### What you need to do
Repeat the listing that follows exactly. Pictures are not part of the copy.

### Given entries
+ + + + +

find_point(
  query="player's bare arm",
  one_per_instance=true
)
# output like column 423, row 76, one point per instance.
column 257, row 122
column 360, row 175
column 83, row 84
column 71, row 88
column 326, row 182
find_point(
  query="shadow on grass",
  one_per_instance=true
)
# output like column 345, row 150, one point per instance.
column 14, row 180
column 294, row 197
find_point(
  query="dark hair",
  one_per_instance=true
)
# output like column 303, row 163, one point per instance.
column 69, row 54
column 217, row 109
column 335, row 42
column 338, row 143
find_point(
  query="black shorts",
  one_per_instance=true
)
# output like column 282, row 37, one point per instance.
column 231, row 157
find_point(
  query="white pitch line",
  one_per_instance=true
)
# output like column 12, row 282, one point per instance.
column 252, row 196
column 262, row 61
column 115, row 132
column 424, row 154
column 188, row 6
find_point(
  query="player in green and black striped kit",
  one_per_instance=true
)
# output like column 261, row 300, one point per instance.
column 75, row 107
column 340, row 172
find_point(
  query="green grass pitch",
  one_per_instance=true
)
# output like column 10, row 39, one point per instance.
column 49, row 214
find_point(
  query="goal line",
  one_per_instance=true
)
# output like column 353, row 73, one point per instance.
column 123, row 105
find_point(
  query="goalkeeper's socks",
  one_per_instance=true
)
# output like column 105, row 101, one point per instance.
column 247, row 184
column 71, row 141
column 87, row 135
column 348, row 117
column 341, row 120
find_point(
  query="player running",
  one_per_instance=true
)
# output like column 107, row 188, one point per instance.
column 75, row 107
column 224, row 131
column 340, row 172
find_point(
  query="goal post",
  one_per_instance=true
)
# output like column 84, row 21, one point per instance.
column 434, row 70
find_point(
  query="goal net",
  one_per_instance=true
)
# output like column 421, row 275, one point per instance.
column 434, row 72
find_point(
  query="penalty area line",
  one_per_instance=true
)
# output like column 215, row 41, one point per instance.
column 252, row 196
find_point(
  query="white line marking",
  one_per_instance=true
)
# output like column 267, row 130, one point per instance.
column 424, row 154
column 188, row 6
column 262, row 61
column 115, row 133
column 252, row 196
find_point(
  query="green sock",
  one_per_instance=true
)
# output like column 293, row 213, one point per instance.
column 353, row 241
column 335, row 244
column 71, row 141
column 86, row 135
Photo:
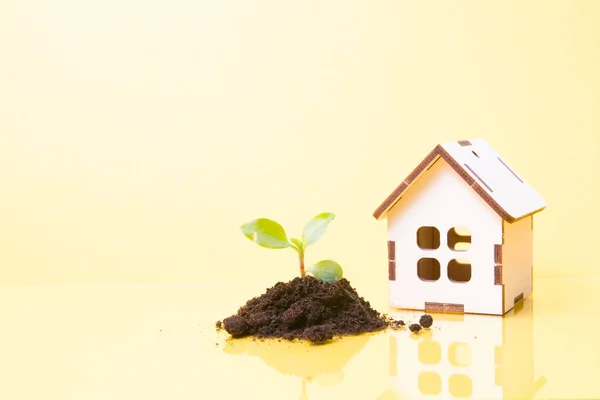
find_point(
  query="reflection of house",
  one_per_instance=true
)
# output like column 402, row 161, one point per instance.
column 460, row 232
column 469, row 356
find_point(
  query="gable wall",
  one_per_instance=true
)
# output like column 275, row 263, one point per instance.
column 441, row 198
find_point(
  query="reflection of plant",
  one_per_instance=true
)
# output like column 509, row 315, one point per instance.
column 270, row 234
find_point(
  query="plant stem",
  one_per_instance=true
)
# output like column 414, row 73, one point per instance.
column 301, row 257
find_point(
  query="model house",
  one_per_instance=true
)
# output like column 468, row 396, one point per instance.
column 460, row 232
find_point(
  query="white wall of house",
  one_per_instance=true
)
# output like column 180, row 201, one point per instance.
column 517, row 260
column 442, row 199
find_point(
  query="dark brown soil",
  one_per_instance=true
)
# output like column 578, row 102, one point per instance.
column 307, row 309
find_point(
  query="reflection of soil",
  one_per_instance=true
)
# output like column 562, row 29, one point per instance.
column 322, row 363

+ + + + +

### Output of the task
find_point(
  query="player's bare arm",
  one_per_instance=true
)
# output like column 423, row 76, one point per instance.
column 257, row 122
column 360, row 175
column 83, row 84
column 71, row 88
column 326, row 182
find_point(
  query="shadow on grass",
  one_per_instance=true
)
# output like column 345, row 150, one point per instance.
column 14, row 180
column 294, row 197
find_point(
  query="dark hair",
  one_per_instance=true
)
# output like column 303, row 163, one point per instance.
column 69, row 54
column 217, row 109
column 335, row 42
column 338, row 143
find_point(
  query="black shorts",
  one_per_instance=true
)
# output like column 282, row 37, one point per instance.
column 231, row 157
find_point(
  query="white pitch line",
  one_per_instance=true
)
# output like column 12, row 282, one point per instance.
column 252, row 196
column 262, row 61
column 115, row 132
column 424, row 154
column 188, row 6
find_point(
  query="player in green and black striped kit",
  one_per_instance=true
)
# output like column 261, row 300, one point per instance.
column 75, row 107
column 340, row 172
find_point(
  query="green grass pitch",
  one_per_instance=true
)
# output like column 10, row 39, one point per instance.
column 49, row 214
find_point(
  query="goal line",
  one_per_instance=true
)
# output like column 353, row 73, one point per instance.
column 123, row 105
find_point(
  query="goalkeeper's socks",
  one_per_instance=true
)
# output like column 105, row 101, one point per instance.
column 247, row 184
column 71, row 141
column 87, row 135
column 348, row 117
column 341, row 120
find_point(
  query="player running",
  one_per_instance=true
)
# output like column 107, row 188, one point per instance.
column 75, row 107
column 224, row 131
column 340, row 172
find_point(
  query="goal post",
  one_per_instance=true
)
# output like column 84, row 21, one point per instance.
column 434, row 70
find_point(
  query="goal net",
  one_per_instance=true
)
# output like column 421, row 275, one point per instance.
column 434, row 72
find_point(
  query="penalty area line",
  one_per_instance=true
)
# output like column 215, row 41, one point per instance.
column 252, row 196
find_point(
  query="white line marking",
  one_per_instance=true
)
# output like column 267, row 130, one point per instance.
column 424, row 154
column 188, row 6
column 262, row 61
column 115, row 133
column 252, row 196
find_point(
  query="green sock",
  one_per_instance=true
)
# output like column 293, row 213, one point per instance.
column 353, row 241
column 335, row 244
column 71, row 141
column 86, row 135
Photo:
find_point(
  query="reflection of house",
  one_per_instance=true
)
# output like column 402, row 161, one point per instance.
column 460, row 232
column 469, row 356
find_point(
  query="gable wall",
  one_per_instance=true
)
# output like column 275, row 263, one point per instance.
column 441, row 198
find_point(
  query="reflection of plant",
  one_per_instance=true
)
# output like column 509, row 315, one point per instance.
column 270, row 234
find_point(
  query="plant stem",
  one_per_instance=true
)
# output like column 414, row 73, one point per instance.
column 301, row 257
find_point(
  query="model house",
  one_per_instance=true
)
# output like column 468, row 396, one point per instance.
column 460, row 232
find_point(
  query="white wall of house",
  one_per_instance=true
)
# output like column 180, row 201, one point per instance.
column 517, row 260
column 442, row 199
find_point(
  query="dark brown soil",
  one_per_instance=true
)
# output like column 578, row 102, one point per instance.
column 307, row 309
find_point(
  query="reflection of soil",
  one_per_instance=true
)
# output like column 562, row 29, one point per instance.
column 322, row 363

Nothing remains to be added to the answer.